*** Begin section ***
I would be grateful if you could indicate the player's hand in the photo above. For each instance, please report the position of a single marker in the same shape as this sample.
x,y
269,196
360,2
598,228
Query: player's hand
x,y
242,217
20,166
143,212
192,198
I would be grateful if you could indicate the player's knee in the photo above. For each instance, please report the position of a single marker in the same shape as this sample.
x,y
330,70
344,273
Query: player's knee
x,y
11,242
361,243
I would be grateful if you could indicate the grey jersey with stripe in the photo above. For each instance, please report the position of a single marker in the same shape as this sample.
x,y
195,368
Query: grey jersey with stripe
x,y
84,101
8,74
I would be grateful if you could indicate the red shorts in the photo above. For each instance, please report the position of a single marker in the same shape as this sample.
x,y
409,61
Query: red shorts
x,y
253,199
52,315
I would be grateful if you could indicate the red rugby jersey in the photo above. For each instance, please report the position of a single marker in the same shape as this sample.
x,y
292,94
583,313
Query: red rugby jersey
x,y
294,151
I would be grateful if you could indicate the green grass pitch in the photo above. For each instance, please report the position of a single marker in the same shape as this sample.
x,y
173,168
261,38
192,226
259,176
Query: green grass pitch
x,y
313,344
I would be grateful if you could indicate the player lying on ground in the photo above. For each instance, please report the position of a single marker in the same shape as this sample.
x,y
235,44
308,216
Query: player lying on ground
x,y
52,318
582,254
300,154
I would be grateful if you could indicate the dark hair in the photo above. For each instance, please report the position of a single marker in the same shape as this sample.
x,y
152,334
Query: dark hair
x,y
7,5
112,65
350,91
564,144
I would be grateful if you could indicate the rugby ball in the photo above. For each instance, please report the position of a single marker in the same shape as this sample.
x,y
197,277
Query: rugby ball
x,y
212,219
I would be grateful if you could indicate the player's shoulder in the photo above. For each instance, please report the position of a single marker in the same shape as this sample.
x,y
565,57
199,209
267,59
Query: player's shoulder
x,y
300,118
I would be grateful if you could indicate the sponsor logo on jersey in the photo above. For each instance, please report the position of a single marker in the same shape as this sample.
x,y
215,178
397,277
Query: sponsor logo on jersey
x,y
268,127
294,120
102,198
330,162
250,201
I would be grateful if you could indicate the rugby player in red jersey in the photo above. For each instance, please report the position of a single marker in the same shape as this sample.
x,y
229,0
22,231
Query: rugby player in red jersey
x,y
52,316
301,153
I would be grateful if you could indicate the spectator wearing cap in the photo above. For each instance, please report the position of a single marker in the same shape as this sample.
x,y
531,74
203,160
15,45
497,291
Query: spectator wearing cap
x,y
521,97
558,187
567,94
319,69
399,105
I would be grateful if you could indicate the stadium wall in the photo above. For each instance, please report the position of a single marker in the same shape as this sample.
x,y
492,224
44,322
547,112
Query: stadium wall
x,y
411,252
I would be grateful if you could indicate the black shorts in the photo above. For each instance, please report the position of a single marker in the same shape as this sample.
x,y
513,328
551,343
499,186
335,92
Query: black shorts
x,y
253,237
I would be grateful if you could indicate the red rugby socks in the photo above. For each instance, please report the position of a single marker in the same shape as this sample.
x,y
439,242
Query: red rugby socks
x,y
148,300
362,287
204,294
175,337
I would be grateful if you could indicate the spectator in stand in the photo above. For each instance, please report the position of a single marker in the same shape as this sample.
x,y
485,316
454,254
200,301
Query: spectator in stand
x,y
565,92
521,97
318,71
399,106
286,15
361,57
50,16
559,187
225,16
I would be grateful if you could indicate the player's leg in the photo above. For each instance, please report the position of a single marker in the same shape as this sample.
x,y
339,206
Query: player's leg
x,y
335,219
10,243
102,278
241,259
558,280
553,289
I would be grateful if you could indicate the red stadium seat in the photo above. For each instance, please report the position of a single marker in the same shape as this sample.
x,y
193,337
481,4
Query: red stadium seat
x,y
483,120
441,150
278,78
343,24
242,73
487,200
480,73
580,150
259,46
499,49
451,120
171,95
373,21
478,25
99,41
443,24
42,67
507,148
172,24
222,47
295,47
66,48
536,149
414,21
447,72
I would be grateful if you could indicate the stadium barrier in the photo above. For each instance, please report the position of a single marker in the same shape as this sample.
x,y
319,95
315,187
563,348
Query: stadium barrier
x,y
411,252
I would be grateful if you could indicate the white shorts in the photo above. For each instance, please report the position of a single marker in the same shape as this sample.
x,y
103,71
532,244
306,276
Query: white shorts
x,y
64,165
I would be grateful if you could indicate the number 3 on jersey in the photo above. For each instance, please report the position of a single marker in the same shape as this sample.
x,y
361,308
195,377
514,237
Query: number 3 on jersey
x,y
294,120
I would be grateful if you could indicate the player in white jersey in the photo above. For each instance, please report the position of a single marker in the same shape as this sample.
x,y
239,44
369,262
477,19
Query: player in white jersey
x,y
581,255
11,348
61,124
*** End section ***
[EXERCISE] Copy out each record, keeping every word as it is.

[EXERCISE SOLUTION]
I would be grateful if you could indicate the player's hand in the photo above. For each instance, please report the position of a single marker in the same shape as this sample.
x,y
269,196
360,2
598,228
Query: player's hand
x,y
242,217
20,166
143,212
192,198
I would be grateful if you could indicate the player's knee in the photo above. For each instance, please report the position of a single marker in the same shape as this sample.
x,y
330,70
344,273
Query: player's knee
x,y
11,242
361,243
I would be grateful if you could indicate the grey jersey with stripe in the photo above. For each instance, please report the position of a single marker in the same shape as this sample.
x,y
195,368
Query: grey jersey with stripe
x,y
84,101
8,74
I would be grateful if you could indicate the red shorts in the photo above. For each instance, please report the position of a single marker in the same shape as this sample.
x,y
409,61
Query: red shorts
x,y
253,199
52,315
I would be grateful if you could indicate the red rugby jersey in the photo above. For each instance, please report the position of a single marker in the same shape as this sample.
x,y
292,94
583,313
Query: red rugby jersey
x,y
294,151
I would be grateful if you could indicate the green grass pitch in the photo above. For each instance, please report the position of a single marker in the same shape as this sample.
x,y
173,168
261,38
192,226
259,176
Query: green grass pitch
x,y
313,344
I would be grateful if you could indicate the player lying on ground in the photo above. For each instance, please report the position of a single marker in the same shape as this sample.
x,y
235,44
308,216
Query: player lying on ground
x,y
52,318
582,254
300,154
I would be grateful if you could indicate the dark hair in the photo above. For each instance, please report the position of a single marker in the same shape as this sample.
x,y
152,334
Query: dark hair
x,y
7,5
112,65
350,91
564,144
I would be grateful if you could indicate the rugby ball in the photo above. For each instance, please report the position of a single marker in the same shape as this sample.
x,y
197,277
Query: rugby ball
x,y
212,219
I would be grateful if you could indicate the player's shoulder in the photo above. For each instance, please report the position of a single marker in the same shape as this sample.
x,y
565,57
199,209
267,59
Query: player's shoulder
x,y
300,118
I would be grateful if you could indicate the sponsor logo on jersey in the photo above. For each instance, please report the position of a single marker in the same shape as this sample.
x,y
215,178
397,277
Query: sponsor logo on jersey
x,y
268,127
294,120
102,198
330,162
250,201
I would be grateful if you could indicate the rugby player in red jersey in the photo above. For each instance, please report the position of a single marker in the same shape as this sample.
x,y
229,0
22,231
Query: rugby player in red jersey
x,y
52,316
301,153
I would be grateful if you could indicate the spectator wearing cap in the photo above. For each instance, please report the position of a single marker in the same shape as this sample.
x,y
531,74
203,160
15,45
497,291
Query: spectator wearing cap
x,y
521,97
558,187
567,94
319,69
399,105
I would be grateful if you could indicate the stadium wall in the photo above. For each instance, please report the position of a single marker in the same shape as this sample.
x,y
492,224
44,322
547,112
Query: stadium wall
x,y
411,252
I would be grateful if you could indicate the black shorts in the photo above. For each instance, please report the position of a single marker in the same shape as this sample.
x,y
513,328
551,343
499,186
335,92
Query: black shorts
x,y
253,237
I would be grateful if you could indicate the red rugby socks in the photo above. For each instance, please report the position of a single marker in the same shape as this sample.
x,y
439,242
Query: red rugby socks
x,y
148,300
362,287
204,294
175,337
I would be grateful if you could indicate the spectator in stand in the photo above. For each instance, please report the position of a single marker in the same shape as this sample.
x,y
485,316
454,254
200,301
Query: spectator in stand
x,y
565,92
521,97
318,71
399,106
286,15
361,57
50,16
559,187
225,16
I would be grateful if you could indicate the player's leg in the photo above. For each instance, please report the position of a single marker in the same shape as this sample.
x,y
339,206
Query: player's leg
x,y
335,219
10,243
102,278
241,259
558,280
553,289
I would be grateful if you could indicate the red stadium seat in the photo above. For each instance, please report the position of a single marker in the same shape as this sample.
x,y
193,337
481,4
Query: red stadium seat
x,y
483,120
441,150
278,78
343,24
242,73
487,200
480,73
580,150
259,46
499,49
451,120
171,95
373,21
478,25
99,41
443,24
42,67
507,148
172,24
222,47
295,47
66,48
536,149
414,21
447,72
I would be grateful if you could indicate the stadium barrier in the photo above. For each instance, please report the position of a single marker in the same shape as this sample.
x,y
319,95
315,187
563,348
Query: stadium barrier
x,y
411,252
I would be grateful if you could indicate the white shorts in the photo above. For each instance, please report the position of a single marker in the same shape as this sample.
x,y
103,71
532,244
306,276
Query: white shorts
x,y
64,165
I would be grateful if you could indicate the number 3 on jersey in the photo above. For each instance, please report the position of a single marker in the same shape as this sample.
x,y
361,308
195,377
514,237
Query: number 3 on jersey
x,y
294,120
I would be grateful if you could indicate the player in white jersey in the photo above. For each instance, please report the position of a single marker in the same shape as this sample.
x,y
239,44
369,262
477,19
Query: player in white jersey
x,y
581,255
11,348
61,124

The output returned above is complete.